• _DOCUMENT PASSAGE_
[start]

What is a Multi-stakeholder Process (MSP)?

“An MSP is a process in which diverse actors (e.g. government agencies, producer organizations, NGOs,

private actors, donors and others) collaborate to achieve a common goal.”
- Wageningen University MSP portal

A Multi-stakeholder Process (MSP) is fundamentally about participatory decision-making and information sharing at the country level. Key stakeholders should be represented and decide what issues to focus on and what actions to take.

MSPs range from simple processes, such as one-off consultations, to more complex ones such as multi-stakeholder networks and partnerships.

What are the benefits of MSPs?

  • Relevance: Local stakeholders best understand which activities are truly relevant to their needs and realistic in a specific context.
  • Ownership and sustainability: Local stakeholders share information  and jointly decide what actions to take.  This leads to greater local ownership of activities and outcomes – which makes them more sustainable.
  • Builds partnerships and alliances: Having a common goal strengthens partnerships and creates opportunities for dialogue and sharing resources.

Tips for facilitating MSPs

“If local people take ownership of all stages and levels of decision-making, development activities are more likely to build on local strengths, meet local needs and priorities, and foster self-determination and sustainability.”

- VSO  Participatory Approaches: A facilitator’s guide

Designing the MSP: Key stakeholders should be involved in designing the MSP and coordinating the process.

[end]

Extracted records
[start]

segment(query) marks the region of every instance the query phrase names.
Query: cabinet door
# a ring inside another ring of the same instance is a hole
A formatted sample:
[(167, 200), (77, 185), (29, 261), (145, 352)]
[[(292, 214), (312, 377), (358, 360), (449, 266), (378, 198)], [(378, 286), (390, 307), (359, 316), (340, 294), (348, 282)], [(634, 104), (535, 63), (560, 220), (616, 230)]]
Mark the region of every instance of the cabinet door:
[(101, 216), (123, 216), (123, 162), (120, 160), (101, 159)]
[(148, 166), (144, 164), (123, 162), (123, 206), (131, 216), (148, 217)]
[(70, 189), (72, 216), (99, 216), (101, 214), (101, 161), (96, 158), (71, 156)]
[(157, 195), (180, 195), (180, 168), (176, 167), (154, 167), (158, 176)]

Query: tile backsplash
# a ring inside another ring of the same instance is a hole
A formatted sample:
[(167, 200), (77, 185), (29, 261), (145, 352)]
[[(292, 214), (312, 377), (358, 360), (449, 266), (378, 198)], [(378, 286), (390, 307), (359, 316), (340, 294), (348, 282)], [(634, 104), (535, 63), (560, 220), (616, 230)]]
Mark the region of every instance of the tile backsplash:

[end]

• _TASKS TO CARRY OUT_
(A) Please repeat everything in the text on multi-stakeholder processes from "A Multi-stakeholder Process (MSP) is" down to "and what actions to take.", word for word.
(B) According to the text on multi-stakeholder processes, what is an MSP fundamentally about?
(C) Write the next part of the text on multi-stakeholder processes, picking up after its last sentence.
This data has no connection to the text on multi-stakeholder processes.

• _TASK RESULTS_
(A)
A Multi-stakeholder Process (MSP) is fundamentally about participatory decision-making and information sharing at the country level. Key stakeholders should be represented and decide what issues to focus on and what actions to take.

(B) Participatory decision-making and information sharing at the country level.

(C)
Selecting Participants: Conducting a Stakeholder Mapping exercise will ensure that you do not miss any important groups affected by the issue at hand. Select people at approximately the same level of authority and keep a gender balance.
Suggested Tool: Stakeholder Mapping

Facilitation: Local facilitators should have had prior training in facilitation techniques and use the local language. They should make sure women have a voice and that the meeting is truly participatory. FAO and similar organizations can support the process but their role should be that of an observer or mentor rather than leading the MSP.
Suggested Tool: MSP Facilitation Guidelines

Structure and set up: Having a permanent platform for multi-stakeholder consultations will ensure that the benefits of MSPs continue beyond the scope of the project or programme.

Process: During meetings, minimize long plenary presentations by experts and maximize group work and discussions. Different people should have the opportunity to take the floor and report back to plenary.
Suggested Tool: Socratic Questions

Common Goal: Stakeholders often have different, sometimes even conflicting, goals and objectives. MSPs can be used to find common ground and build a shared vision for the future. Suggested Tool: Visioning 

Setting up an MSP

Phase 1: Initiate the process

  • Clarify common objectives and the scope of the initiative
  • Do an initial situation analysis (i.e. who are the key stakeholders ? What are their interests, fears, expectations, issues and power relationships? What politics are involved?)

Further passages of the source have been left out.